>> Start Stored data

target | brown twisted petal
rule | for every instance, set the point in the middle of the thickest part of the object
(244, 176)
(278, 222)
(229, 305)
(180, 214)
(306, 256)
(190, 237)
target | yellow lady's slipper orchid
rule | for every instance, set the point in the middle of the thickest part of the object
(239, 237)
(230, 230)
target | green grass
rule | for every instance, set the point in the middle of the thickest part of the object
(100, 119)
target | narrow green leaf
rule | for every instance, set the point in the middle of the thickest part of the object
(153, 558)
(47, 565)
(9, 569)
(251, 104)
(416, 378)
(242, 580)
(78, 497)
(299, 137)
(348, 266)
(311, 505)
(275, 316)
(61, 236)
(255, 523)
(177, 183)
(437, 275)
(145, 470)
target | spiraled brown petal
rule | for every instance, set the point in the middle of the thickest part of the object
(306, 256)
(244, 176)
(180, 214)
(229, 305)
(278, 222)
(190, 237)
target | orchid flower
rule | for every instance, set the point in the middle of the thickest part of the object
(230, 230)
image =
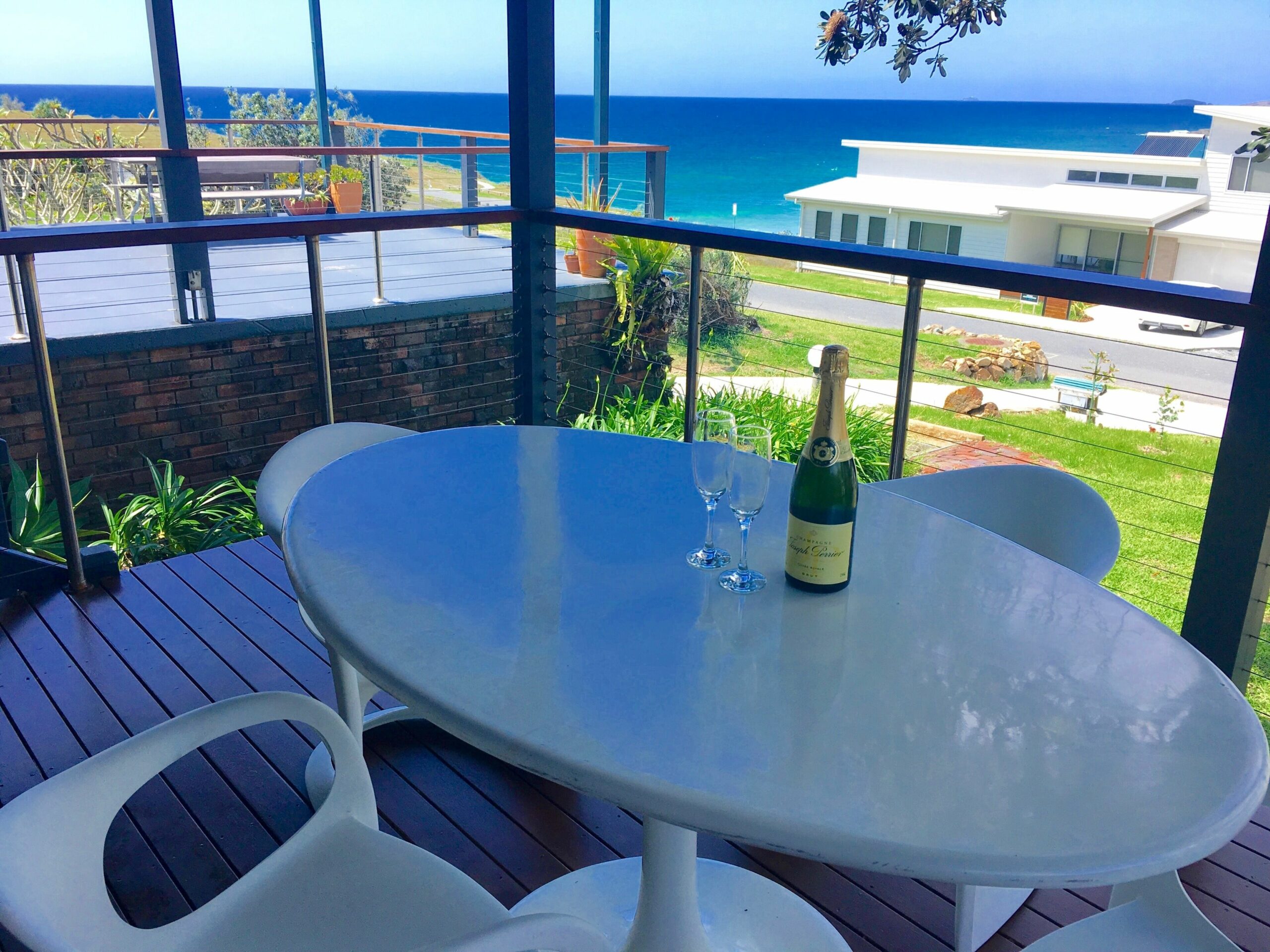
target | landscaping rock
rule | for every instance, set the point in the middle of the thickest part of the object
(964, 400)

>> End Stored data

■ **Stated exercise**: Please set down every line of the records above word for word, leaving out the pictures.

■ **Task answer**:
target | brown twisted petal
rule | for every instance, set the point in the middle of the thickest part of the object
(244, 176)
(278, 222)
(229, 305)
(180, 214)
(306, 256)
(190, 237)
target | yellow lady's slipper orchid
rule | for every instance, set the point in the middle of the thickest part of the object
(239, 237)
(230, 230)
target | green grass
rule | for every instance, set the point in the middle of the thickest part of the object
(100, 119)
target | narrow green leaf
rule | for every instance, set the point in the middle of the thickest part of the object
(153, 558)
(47, 565)
(9, 569)
(251, 104)
(416, 378)
(242, 580)
(78, 497)
(299, 137)
(348, 266)
(311, 505)
(275, 316)
(61, 236)
(255, 523)
(177, 183)
(437, 275)
(145, 470)
target | spiraled brown petal
rule | for every instance, set the point in the middle of the thickest part of the object
(306, 256)
(244, 176)
(180, 214)
(229, 305)
(278, 222)
(190, 237)
target | orchid flower
rule | for every instance, set the point in the middle of the thickest part of the object
(230, 230)
image =
target | landscaping rock
rule | for every instance, set the point in the middle of the thickest part of the object
(964, 400)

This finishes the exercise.